*DIRECTIVE A*. Update the rows in the dataset excerpt below, replacing "laptop trackpad" with "laptop touchpad" and leaving everything else unchanged. Leave the pictures out of your answer.

*SELECTED TEXT*.
Rev. Raymond John Baughan

by Mike Roberts, Church Historian

Raymond John Baughan had a remarkable career as a Universalist and eventually Unitarian Universalist minister. His career spanned 53 years including 12 full-time assignments and 11 more interim assignments after his “retirement”. Reverend Baughan was the minister of our congregation from 1962 to 1964. He also served an interim assignment with the First Unitarian Church of Cincinnati. In addition to his legacy as a minister, he also left behind a plethora of meditations and poetry. He published six books of meditations and poetry including his most often quoted The Sound of Silence, published one year before Simon and Garfunkel’s Sounds of Silence. Below are a few samples of his works.

From The Breaking of Bread published in 1951:

When the heart is persuaded, it knows no sacrifice.
In giving and forgiving, we become ourselves.
It is when our inner law is not being expressed
that we become concerned with the cost.

From The Sound of Silence published in 1965:

Here in the space between us and the world
lies human meaning.
Into the vast uncertainty we call.

*DIRECTIVE B*. Turn the paragraph beginning "Raymond John Baughan had a remarkable career" in the profile of Rev. Baughan into a bulleted list that keeps its main facts.

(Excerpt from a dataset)

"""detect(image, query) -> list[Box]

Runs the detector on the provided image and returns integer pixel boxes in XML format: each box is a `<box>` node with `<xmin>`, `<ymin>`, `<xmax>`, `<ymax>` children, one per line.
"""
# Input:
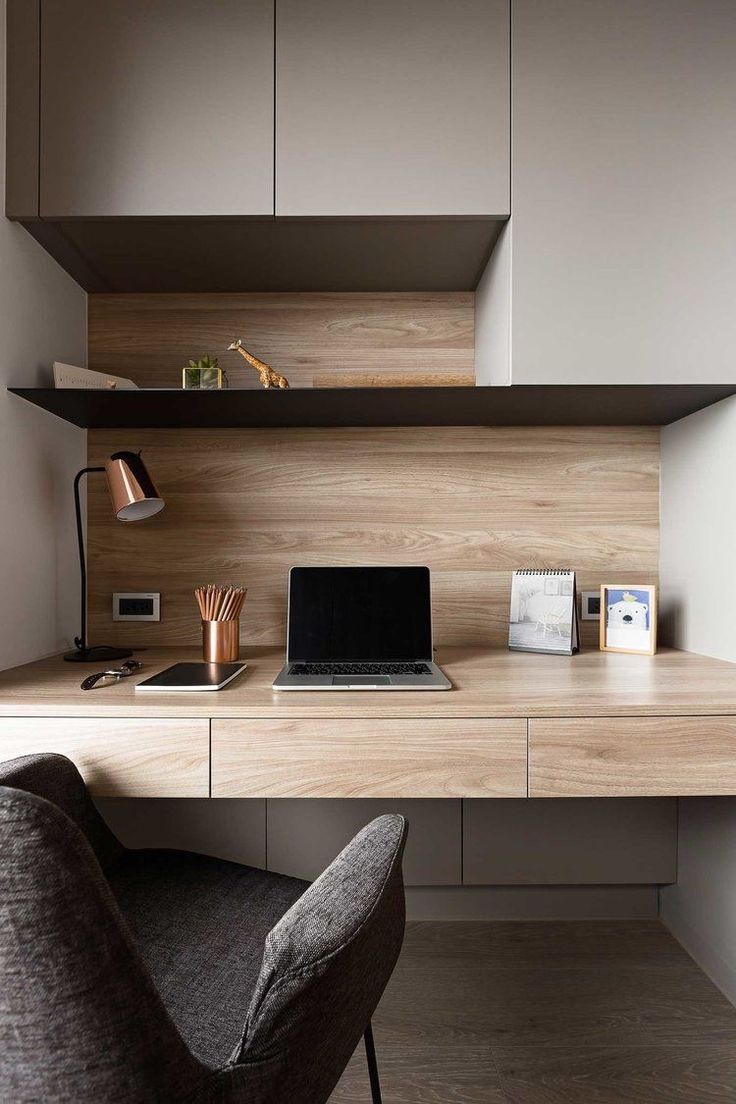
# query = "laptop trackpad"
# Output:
<box><xmin>332</xmin><ymin>675</ymin><xmax>391</xmax><ymax>687</ymax></box>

*REPLY A*.
"""detect(image, query) -> list[Box]

Runs the detector on the provided image and returns integer pixel boxes in XML format: each box is a `<box>` node with `<xmin>`, `<ymin>`, `<xmax>`, `<ymax>` children, one per line.
"""
# Input:
# query = "laptop touchpad"
# Output:
<box><xmin>332</xmin><ymin>675</ymin><xmax>391</xmax><ymax>687</ymax></box>

*REPLY B*.
- Raymond John Baughan was a Universalist and later Unitarian Universalist minister whose career spanned 53 years.
- He held 12 full-time assignments and, after his "retirement," 11 interim assignments.
- He was minister of our congregation from 1962 to 1964.
- He also served an interim assignment with the First Unitarian Church of Cincinnati.
- He published six books of meditations and poetry.
- His most often quoted book, The Sound of Silence, came out one year before Simon and Garfunkel's Sounds of Silence.